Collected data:
______
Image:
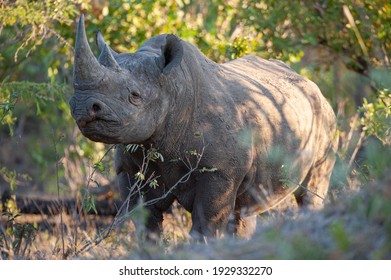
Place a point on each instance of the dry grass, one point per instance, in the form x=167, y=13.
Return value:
x=356, y=226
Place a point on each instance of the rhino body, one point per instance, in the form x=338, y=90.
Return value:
x=263, y=129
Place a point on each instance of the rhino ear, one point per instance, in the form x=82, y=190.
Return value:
x=100, y=42
x=172, y=53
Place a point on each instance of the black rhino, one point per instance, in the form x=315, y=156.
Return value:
x=264, y=129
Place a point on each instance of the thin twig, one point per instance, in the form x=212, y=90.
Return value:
x=119, y=218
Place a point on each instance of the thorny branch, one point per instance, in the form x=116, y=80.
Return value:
x=136, y=189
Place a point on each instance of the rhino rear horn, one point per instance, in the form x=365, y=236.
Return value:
x=87, y=68
x=171, y=54
x=107, y=59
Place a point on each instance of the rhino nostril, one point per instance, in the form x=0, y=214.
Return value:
x=96, y=107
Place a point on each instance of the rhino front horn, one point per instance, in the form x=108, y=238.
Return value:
x=87, y=69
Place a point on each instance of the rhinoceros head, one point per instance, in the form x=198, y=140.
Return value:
x=121, y=98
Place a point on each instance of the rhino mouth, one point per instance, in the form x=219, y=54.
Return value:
x=100, y=130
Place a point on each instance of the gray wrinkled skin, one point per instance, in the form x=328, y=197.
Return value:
x=258, y=120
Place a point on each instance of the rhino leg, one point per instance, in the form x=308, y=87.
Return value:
x=212, y=206
x=154, y=220
x=242, y=227
x=316, y=184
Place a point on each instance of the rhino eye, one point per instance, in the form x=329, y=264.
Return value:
x=134, y=96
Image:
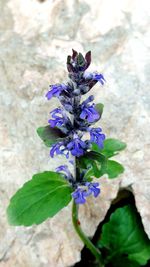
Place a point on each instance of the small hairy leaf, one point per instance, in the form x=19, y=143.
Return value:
x=124, y=235
x=40, y=198
x=95, y=163
x=50, y=135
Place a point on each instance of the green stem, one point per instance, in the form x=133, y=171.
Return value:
x=83, y=237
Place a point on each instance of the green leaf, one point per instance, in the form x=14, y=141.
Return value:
x=124, y=235
x=95, y=163
x=122, y=261
x=40, y=198
x=50, y=135
x=99, y=107
x=114, y=169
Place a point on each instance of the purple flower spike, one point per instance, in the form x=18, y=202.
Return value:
x=96, y=136
x=65, y=169
x=95, y=77
x=77, y=147
x=90, y=114
x=99, y=77
x=56, y=90
x=59, y=118
x=59, y=149
x=93, y=188
x=79, y=196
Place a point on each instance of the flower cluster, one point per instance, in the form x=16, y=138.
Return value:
x=74, y=118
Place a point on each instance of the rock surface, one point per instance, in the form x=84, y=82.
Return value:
x=35, y=38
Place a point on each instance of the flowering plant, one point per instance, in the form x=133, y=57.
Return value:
x=70, y=132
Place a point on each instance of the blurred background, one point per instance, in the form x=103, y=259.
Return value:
x=35, y=39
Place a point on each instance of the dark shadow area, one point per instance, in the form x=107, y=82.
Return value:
x=123, y=198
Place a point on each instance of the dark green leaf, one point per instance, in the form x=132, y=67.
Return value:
x=95, y=161
x=122, y=261
x=99, y=107
x=114, y=169
x=124, y=235
x=50, y=135
x=40, y=198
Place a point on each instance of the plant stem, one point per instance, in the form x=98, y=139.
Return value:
x=83, y=237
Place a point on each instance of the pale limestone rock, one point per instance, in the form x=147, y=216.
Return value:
x=35, y=39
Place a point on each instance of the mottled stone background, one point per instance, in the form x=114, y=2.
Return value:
x=35, y=38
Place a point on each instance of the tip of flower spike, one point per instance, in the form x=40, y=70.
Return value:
x=80, y=194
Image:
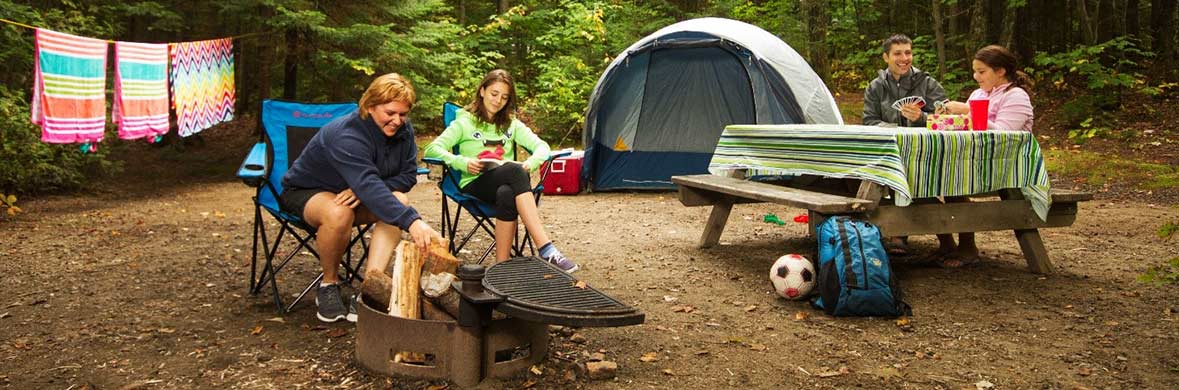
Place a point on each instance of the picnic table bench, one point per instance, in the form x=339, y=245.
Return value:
x=1009, y=211
x=877, y=174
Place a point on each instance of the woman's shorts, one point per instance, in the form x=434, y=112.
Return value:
x=292, y=200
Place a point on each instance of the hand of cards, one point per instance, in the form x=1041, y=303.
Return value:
x=902, y=101
x=491, y=163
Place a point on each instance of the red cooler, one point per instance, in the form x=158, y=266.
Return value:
x=565, y=177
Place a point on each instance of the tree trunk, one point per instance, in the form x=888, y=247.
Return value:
x=817, y=19
x=1086, y=24
x=953, y=28
x=1163, y=13
x=1133, y=26
x=1007, y=35
x=290, y=67
x=977, y=27
x=462, y=12
x=1106, y=20
x=939, y=37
______
(Exercise brief) Edit the stretch from the start of the items above through the line that contains "x=264, y=129" so that "Result" replaces "Return value", and keep every other part unchanged. Omit the pictures from the output.

(Solution)
Image:
Place a point on each instance of the dry grass, one point per instance, in the form x=167, y=13.
Result:
x=356, y=226
Place a point on each instance of the rhino body, one point per instance, in the form x=338, y=90.
Result:
x=263, y=129
Place a point on each instance of the rhino ear, one point per instance, in the form x=82, y=190.
Result:
x=100, y=42
x=172, y=53
Place a point on each instance of the black rhino, one point per instance, in the form x=315, y=156.
Result:
x=264, y=129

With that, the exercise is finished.